- _Exercise brief_
Quote the material below word for word, from its first line through the line containing "point(1108, 685)", including that line. Leave the pictures out.
== == ==
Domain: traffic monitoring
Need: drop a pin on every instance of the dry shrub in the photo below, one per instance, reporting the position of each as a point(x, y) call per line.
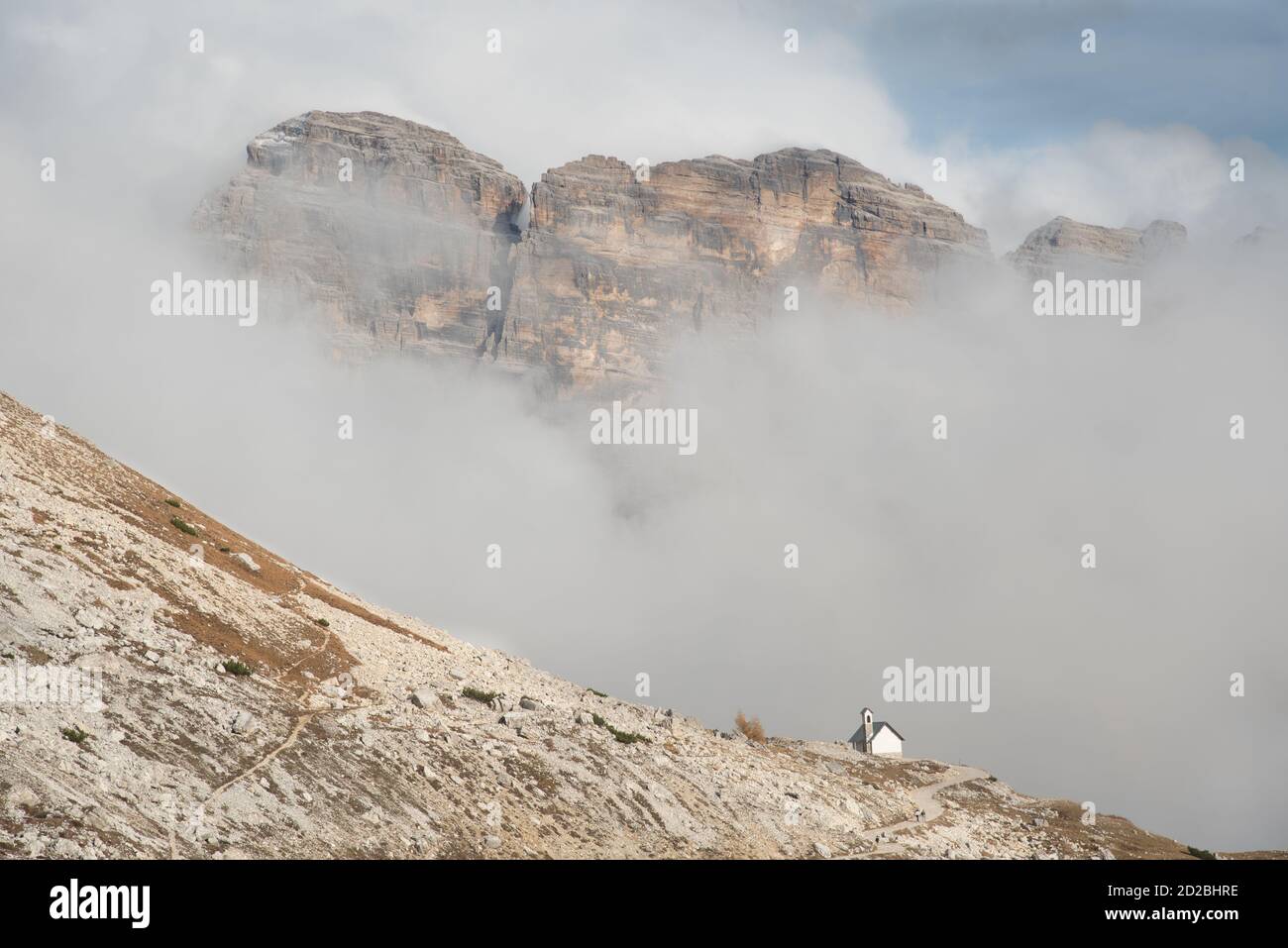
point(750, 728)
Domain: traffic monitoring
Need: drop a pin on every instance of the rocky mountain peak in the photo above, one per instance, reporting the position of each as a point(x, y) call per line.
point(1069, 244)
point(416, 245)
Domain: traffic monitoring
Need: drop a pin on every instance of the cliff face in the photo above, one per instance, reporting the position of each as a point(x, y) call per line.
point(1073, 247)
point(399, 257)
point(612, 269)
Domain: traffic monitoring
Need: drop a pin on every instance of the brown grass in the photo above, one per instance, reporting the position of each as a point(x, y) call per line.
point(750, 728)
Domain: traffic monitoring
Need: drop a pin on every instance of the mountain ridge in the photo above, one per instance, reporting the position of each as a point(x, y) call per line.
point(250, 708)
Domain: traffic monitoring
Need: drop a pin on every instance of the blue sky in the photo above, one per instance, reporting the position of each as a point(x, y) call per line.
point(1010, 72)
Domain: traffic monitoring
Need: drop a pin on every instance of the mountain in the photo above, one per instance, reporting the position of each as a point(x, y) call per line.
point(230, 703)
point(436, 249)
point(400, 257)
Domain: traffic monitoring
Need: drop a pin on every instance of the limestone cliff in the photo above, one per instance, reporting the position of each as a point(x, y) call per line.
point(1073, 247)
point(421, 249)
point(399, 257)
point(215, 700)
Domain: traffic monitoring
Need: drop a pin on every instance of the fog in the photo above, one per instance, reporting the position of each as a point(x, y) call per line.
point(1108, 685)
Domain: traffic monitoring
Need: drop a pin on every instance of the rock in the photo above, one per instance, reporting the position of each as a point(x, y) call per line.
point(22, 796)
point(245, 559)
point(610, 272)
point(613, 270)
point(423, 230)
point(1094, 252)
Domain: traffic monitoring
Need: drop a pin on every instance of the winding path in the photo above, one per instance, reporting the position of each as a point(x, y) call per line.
== == ==
- _Result for this exercise_
Domain: traffic monitoring
Need: drop a pin on every instance of the dry shrub in the photo below, one per instance, reporting the position of each as a point(x, y) call per line.
point(750, 728)
Domain: traffic monitoring
Need: drop a pin on every instance of the rocky mountain peak in the photo above, one per instance, reporting the position of each as a point(x, y) call per line.
point(1069, 244)
point(416, 245)
Domain: traffic monitoring
Need: drop a pin on every instance of the cliff face in the photo above, one per instance, reporting the position of each as a point(x, y) call per line.
point(1073, 247)
point(399, 257)
point(612, 269)
Domain: traffic monitoring
Need: drop a pin on every instance of the brown grass in the photo above, one per instance, reporting the position of each as a point(x, y) call per line.
point(750, 728)
Domain: traffic monitoring
Need: drop a pin on every instance of the mountain ridge in the photo above, one per instance, reporting the position of each as a point(x, y) call per line.
point(250, 708)
Domain: traffic monitoring
Need: drop a pin on every instance of the blue sky in the photo above, one per instance, reporting the position of each as a point(x, y) call per line.
point(1010, 72)
Domain: traffic monitoring
Need: drop a pin on every instance of the mountain in the photo above, one per instance, reporting the position of each as a point(x, y) call per line.
point(230, 703)
point(436, 249)
point(400, 257)
Domain: traffic monitoring
Need: drop a pin on every instance of the limestone cliff in the photo above, one per instance, reporting the position of each as a point(x, y) call per line.
point(1073, 247)
point(421, 249)
point(399, 257)
point(215, 700)
Domain: traffic monitoring
Need: drop a pin on every instance of the fog in the photo above, one per instance, reporting the position of each as a point(x, y) call per line.
point(1108, 685)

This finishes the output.